> GOAL OF THE EXERCISE:
Keeping every word in place, write out the entries that come next.

> INPUT:
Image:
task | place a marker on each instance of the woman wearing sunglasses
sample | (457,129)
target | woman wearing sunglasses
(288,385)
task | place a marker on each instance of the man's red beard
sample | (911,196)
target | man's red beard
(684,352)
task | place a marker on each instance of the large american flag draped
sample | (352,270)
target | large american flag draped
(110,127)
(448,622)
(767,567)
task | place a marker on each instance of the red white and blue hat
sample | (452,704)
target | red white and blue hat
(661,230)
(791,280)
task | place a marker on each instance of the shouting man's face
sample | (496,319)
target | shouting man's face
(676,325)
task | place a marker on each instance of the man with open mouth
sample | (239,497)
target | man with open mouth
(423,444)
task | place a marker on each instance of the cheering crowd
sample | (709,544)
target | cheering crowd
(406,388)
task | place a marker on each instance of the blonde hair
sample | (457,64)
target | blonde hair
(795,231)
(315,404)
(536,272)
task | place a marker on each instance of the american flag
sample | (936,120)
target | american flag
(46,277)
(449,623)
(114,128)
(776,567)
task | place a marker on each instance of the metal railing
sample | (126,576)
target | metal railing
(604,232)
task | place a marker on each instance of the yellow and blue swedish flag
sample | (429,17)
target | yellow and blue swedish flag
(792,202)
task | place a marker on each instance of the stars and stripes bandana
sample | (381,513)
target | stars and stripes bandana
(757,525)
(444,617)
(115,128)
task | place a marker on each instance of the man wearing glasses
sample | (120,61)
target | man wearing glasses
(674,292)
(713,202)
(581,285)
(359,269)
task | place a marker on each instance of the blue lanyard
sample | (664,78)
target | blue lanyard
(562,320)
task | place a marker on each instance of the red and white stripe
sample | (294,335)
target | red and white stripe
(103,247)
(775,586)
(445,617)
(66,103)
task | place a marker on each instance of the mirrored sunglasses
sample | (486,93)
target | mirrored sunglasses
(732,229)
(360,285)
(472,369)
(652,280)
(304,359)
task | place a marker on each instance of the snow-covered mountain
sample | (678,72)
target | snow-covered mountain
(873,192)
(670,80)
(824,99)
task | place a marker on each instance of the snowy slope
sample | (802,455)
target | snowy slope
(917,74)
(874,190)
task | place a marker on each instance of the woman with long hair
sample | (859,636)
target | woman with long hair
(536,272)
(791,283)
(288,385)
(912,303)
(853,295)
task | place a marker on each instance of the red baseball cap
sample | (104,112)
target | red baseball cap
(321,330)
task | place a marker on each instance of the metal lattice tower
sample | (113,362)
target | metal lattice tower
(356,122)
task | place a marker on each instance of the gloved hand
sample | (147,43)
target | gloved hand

> COMPLETED TASK:
Image:
task | place a marker on each instance of the woman wearing sunglasses
sample | (457,129)
target | woman wearing sunglasses
(288,385)
task | place a marker on each instance of the man's red beard
sample | (911,196)
target | man's red beard
(684,352)
task | place a marker on each instance of the large american flag draped
sample | (352,270)
target | large american flag draped
(110,127)
(448,622)
(767,567)
task | place a marker on each instance of the red white and blue hat
sample | (452,704)
target | red white and blue hat
(661,230)
(791,280)
task | place a marker on each instance of the shouting man's face
sample | (496,319)
target | shouting man's face
(676,325)
task | place a marker on each instance of the man with open mouth
sample | (239,497)
target | man with open mouth
(423,444)
task | place a marker on each instance of the cheering crowd
sample | (709,544)
target | cheering crowd
(406,388)
task | place a marker on each instance of the blonde hair
sample | (457,64)
target | blonde hair
(795,231)
(315,404)
(536,272)
task | place a marker on each instance of the american flag
sample | (936,120)
target | american flag
(46,277)
(449,623)
(114,128)
(776,567)
task | place a marker on each instance of the metal railing
sample | (126,576)
target | metal railing
(604,232)
task | place a marker on each instance of the yellow and blue swedish flag
sample | (429,17)
target | yellow and blue swedish flag
(792,202)
task | place a marker on each instance of the stars and stripes bandana
sample | (381,513)
target | stars and stripes bandana
(757,525)
(444,617)
(115,128)
task | place a marker on each instance of the man wearing glasses
sample | (120,61)
target | man wearing glasses
(674,292)
(713,202)
(581,285)
(359,269)
task | place a marker on each instance of the blue lanyard
sample | (664,78)
target | blue lanyard
(562,320)
task | place a marker on each instance of the red and white stripe
sample | (294,335)
target | red and white stripe
(103,247)
(775,586)
(445,617)
(66,103)
task | place a marker on each instance of the mirrored sunglasses
sample | (486,93)
target | mirrored sunglasses
(732,229)
(360,285)
(472,369)
(652,280)
(304,359)
task | place a marker on each instance of the snow-covered mountain
sample | (678,72)
target | snow-covered mountain
(873,192)
(670,80)
(824,99)
task | place a marker on each instance of the snowy slope
sample | (802,455)
target | snowy slope
(917,74)
(874,190)
task | place a marker on each instance of the woman with long hair
sample | (859,636)
target | woman with long hair
(536,272)
(791,283)
(288,385)
(912,303)
(853,295)
task | place a marker on each instance of the red baseball cap
sample | (104,112)
target | red baseball cap
(321,330)
task | place a marker on each instance of the metal lattice tower
sample | (113,362)
target | metal lattice tower
(356,122)
task | place a marker on each instance of the gloved hand
sample | (147,43)
target | gloved hand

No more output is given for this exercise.